Collected data -
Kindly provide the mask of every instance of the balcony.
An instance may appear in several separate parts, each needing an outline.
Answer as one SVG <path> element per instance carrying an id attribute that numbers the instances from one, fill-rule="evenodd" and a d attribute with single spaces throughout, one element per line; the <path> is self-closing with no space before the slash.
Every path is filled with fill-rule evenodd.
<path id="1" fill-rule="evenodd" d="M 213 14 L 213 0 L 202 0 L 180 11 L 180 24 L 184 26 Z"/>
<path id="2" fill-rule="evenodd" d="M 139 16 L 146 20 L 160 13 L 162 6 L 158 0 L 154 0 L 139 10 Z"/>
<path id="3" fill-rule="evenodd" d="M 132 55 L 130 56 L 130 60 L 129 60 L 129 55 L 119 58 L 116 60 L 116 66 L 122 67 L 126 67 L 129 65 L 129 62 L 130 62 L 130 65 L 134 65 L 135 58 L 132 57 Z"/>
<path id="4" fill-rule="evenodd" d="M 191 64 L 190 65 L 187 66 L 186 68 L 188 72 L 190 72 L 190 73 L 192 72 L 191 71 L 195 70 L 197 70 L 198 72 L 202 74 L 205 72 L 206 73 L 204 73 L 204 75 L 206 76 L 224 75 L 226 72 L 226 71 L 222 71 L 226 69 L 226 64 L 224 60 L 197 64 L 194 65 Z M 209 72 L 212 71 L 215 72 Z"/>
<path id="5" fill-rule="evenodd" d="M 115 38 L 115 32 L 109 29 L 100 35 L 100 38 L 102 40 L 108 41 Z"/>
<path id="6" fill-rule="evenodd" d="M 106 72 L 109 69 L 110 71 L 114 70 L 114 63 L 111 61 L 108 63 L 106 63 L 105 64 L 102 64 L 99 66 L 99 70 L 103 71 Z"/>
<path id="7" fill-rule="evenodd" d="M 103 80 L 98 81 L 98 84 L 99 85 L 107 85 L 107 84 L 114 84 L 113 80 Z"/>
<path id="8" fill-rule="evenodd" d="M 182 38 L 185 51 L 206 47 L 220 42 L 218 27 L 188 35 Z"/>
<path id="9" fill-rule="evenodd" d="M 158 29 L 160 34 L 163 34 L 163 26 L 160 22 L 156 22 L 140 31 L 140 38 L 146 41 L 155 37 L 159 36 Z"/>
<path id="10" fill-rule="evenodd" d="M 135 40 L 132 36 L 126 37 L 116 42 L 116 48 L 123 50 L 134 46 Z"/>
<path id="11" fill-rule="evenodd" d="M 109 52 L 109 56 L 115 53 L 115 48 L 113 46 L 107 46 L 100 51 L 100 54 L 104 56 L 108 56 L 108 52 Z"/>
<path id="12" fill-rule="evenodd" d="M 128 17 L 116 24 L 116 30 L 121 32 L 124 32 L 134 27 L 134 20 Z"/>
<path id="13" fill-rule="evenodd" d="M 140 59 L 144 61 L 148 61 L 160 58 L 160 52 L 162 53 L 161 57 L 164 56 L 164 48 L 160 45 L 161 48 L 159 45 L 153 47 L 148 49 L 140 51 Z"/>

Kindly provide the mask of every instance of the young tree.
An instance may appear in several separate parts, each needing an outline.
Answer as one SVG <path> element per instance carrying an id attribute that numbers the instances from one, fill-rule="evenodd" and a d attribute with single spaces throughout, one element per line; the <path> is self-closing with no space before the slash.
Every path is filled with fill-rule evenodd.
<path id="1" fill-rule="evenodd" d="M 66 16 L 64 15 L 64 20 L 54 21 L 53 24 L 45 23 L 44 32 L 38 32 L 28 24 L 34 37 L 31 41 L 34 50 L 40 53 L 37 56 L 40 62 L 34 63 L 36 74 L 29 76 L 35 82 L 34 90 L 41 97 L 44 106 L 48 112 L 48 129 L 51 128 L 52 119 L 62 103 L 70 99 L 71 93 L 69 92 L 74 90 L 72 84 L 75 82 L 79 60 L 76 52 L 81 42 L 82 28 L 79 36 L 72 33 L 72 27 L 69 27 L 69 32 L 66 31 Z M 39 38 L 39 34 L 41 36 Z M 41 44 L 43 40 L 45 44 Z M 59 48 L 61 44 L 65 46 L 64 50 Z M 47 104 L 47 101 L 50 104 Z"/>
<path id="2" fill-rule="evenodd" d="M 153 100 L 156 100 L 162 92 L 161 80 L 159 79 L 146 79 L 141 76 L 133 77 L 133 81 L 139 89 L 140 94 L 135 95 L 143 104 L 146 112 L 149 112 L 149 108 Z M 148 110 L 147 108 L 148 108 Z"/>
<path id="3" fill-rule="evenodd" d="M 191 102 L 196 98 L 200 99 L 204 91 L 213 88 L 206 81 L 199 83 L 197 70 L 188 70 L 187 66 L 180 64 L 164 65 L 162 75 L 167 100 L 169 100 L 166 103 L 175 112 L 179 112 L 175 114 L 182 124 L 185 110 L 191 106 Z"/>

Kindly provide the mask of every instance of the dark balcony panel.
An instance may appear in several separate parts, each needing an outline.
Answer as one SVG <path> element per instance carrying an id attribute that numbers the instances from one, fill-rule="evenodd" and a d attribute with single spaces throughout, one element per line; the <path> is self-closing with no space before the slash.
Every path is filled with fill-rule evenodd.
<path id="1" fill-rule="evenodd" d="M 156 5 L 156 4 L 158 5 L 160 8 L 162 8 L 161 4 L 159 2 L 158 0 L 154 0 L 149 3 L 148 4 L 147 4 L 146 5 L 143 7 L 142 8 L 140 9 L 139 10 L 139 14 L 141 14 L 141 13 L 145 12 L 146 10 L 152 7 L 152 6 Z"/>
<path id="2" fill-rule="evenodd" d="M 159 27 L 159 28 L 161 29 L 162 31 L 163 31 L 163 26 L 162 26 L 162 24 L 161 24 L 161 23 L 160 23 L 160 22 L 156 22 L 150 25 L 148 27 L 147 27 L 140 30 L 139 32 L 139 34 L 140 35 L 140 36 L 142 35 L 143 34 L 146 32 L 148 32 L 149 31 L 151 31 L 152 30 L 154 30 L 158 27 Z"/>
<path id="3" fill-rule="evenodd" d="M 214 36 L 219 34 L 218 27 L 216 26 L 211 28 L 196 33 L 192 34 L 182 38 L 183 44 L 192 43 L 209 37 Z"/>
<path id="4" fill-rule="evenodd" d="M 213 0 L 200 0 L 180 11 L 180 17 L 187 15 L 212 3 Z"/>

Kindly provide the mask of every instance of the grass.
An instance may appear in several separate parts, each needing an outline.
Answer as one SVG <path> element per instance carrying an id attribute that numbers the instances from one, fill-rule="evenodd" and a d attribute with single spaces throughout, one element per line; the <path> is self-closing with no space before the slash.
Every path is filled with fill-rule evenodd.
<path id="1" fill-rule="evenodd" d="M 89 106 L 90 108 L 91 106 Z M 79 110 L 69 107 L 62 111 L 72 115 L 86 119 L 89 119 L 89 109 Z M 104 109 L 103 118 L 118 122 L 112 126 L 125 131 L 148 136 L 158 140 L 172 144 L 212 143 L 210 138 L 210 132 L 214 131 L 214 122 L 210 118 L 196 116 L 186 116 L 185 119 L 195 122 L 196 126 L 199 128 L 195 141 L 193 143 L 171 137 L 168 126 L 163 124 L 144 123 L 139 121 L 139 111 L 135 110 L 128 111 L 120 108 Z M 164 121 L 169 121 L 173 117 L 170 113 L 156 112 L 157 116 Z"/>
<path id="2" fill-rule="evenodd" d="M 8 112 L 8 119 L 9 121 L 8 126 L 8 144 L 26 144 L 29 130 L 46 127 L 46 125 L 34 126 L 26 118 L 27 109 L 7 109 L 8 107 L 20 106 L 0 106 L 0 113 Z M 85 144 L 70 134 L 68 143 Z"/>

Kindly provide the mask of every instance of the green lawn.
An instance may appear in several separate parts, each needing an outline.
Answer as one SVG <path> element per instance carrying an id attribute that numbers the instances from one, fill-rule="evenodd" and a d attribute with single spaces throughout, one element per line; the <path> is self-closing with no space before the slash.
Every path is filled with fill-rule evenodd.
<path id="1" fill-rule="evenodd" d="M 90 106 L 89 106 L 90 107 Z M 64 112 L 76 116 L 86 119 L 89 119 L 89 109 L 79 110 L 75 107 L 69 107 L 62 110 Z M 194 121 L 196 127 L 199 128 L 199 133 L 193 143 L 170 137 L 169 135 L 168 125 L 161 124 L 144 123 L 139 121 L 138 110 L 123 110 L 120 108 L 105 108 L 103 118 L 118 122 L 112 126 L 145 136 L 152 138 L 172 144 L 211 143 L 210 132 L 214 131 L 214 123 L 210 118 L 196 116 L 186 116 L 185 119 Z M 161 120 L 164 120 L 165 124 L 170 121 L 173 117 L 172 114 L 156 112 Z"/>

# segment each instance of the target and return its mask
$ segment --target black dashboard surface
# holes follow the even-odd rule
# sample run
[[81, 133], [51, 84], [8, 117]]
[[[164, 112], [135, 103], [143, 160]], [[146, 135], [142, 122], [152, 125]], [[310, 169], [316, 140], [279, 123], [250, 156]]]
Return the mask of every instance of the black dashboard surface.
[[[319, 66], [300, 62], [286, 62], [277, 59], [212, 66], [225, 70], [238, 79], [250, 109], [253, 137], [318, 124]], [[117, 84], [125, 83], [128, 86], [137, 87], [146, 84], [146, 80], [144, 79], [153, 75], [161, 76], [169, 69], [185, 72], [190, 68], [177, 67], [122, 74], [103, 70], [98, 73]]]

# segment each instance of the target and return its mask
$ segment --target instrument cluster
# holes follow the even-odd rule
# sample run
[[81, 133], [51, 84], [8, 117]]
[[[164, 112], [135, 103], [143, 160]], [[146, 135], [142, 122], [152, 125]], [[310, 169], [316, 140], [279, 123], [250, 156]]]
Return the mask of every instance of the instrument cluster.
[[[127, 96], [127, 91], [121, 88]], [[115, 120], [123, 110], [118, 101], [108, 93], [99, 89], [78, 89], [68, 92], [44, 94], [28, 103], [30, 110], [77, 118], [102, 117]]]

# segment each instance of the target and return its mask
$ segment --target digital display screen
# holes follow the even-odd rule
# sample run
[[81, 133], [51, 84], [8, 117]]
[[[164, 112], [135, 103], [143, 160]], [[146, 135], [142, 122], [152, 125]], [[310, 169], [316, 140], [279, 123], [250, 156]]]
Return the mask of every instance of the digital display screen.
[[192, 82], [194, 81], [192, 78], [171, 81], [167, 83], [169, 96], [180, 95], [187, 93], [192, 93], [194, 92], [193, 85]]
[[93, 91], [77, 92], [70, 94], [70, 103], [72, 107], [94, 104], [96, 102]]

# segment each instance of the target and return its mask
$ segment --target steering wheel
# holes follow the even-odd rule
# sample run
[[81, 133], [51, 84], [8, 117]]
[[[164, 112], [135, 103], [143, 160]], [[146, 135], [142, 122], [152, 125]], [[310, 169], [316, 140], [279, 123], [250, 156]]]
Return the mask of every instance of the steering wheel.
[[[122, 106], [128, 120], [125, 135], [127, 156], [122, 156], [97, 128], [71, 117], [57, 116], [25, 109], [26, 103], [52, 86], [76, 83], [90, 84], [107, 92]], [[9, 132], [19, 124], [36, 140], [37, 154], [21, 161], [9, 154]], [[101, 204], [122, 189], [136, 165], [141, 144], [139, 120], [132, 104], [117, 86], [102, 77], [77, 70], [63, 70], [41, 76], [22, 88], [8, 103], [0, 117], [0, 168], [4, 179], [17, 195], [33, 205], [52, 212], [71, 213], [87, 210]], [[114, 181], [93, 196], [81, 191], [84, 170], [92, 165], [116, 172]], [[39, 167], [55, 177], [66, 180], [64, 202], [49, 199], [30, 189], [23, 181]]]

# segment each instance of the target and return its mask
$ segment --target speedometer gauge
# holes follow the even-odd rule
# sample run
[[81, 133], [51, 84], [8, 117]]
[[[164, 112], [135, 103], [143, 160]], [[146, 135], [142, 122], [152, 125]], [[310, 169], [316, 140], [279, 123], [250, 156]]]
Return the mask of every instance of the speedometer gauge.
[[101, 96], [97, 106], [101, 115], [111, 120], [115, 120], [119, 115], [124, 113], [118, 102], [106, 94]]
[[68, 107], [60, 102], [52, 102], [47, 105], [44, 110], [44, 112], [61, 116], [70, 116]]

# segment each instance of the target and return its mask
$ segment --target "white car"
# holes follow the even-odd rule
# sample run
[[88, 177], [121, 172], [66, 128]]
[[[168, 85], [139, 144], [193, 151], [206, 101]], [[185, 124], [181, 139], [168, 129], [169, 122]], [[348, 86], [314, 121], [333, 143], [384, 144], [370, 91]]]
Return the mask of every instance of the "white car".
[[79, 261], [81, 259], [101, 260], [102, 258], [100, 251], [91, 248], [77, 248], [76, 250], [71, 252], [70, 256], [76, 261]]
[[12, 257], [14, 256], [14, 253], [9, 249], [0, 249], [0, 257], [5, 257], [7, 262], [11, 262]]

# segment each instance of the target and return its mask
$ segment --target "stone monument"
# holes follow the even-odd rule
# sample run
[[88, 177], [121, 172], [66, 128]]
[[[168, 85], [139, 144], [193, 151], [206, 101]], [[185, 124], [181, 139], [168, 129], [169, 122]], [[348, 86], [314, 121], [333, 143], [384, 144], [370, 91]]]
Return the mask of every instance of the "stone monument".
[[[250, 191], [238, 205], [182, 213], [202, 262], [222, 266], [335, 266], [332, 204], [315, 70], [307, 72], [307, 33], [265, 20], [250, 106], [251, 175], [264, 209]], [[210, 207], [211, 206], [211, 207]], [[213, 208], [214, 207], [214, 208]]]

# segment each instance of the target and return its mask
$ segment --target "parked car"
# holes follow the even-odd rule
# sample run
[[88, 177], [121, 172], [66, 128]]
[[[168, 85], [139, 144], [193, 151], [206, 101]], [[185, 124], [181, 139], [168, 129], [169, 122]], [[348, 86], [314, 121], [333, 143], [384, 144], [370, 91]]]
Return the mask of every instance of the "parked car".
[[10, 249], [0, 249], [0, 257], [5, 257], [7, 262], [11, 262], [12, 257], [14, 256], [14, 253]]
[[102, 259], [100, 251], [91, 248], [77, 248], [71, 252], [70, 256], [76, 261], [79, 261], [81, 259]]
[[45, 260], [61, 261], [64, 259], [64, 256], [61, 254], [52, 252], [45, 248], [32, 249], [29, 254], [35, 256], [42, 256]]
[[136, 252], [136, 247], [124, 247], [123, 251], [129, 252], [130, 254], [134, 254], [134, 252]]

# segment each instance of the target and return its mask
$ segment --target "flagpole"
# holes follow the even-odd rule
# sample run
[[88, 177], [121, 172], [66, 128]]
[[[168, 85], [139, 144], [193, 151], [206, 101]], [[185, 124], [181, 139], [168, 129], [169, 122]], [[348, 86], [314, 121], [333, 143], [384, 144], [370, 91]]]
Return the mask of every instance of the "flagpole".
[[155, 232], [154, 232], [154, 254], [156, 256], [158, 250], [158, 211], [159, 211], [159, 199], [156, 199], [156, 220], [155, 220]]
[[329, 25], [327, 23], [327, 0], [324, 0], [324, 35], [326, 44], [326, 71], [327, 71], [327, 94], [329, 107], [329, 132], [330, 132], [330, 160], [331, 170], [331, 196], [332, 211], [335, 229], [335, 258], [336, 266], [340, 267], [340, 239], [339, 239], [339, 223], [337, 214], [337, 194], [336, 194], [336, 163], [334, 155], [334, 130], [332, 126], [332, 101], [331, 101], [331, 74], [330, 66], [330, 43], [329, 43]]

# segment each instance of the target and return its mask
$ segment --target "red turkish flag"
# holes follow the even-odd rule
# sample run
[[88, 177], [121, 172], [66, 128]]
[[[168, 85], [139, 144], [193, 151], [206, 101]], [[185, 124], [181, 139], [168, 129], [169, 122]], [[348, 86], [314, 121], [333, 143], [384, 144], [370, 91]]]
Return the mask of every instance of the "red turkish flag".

Written problem - Copy out word for word the lines starting at the beginning of the records and ending at the line that contains "213 14 L 213", including both.

Written reply -
Kindly provide the mask of every instance of the balcony.
An instance may appear in several separate parts, each needing an outline.
Answer as one SVG <path> element per instance carrying an id attribute that numbers the instances from one, fill-rule="evenodd" and a d attribute with single spaces throughout, one element per line; the <path> is self-closing with no space before the slash.
Every path is filled with fill-rule evenodd.
<path id="1" fill-rule="evenodd" d="M 213 14 L 213 0 L 202 0 L 180 11 L 180 24 L 184 26 Z"/>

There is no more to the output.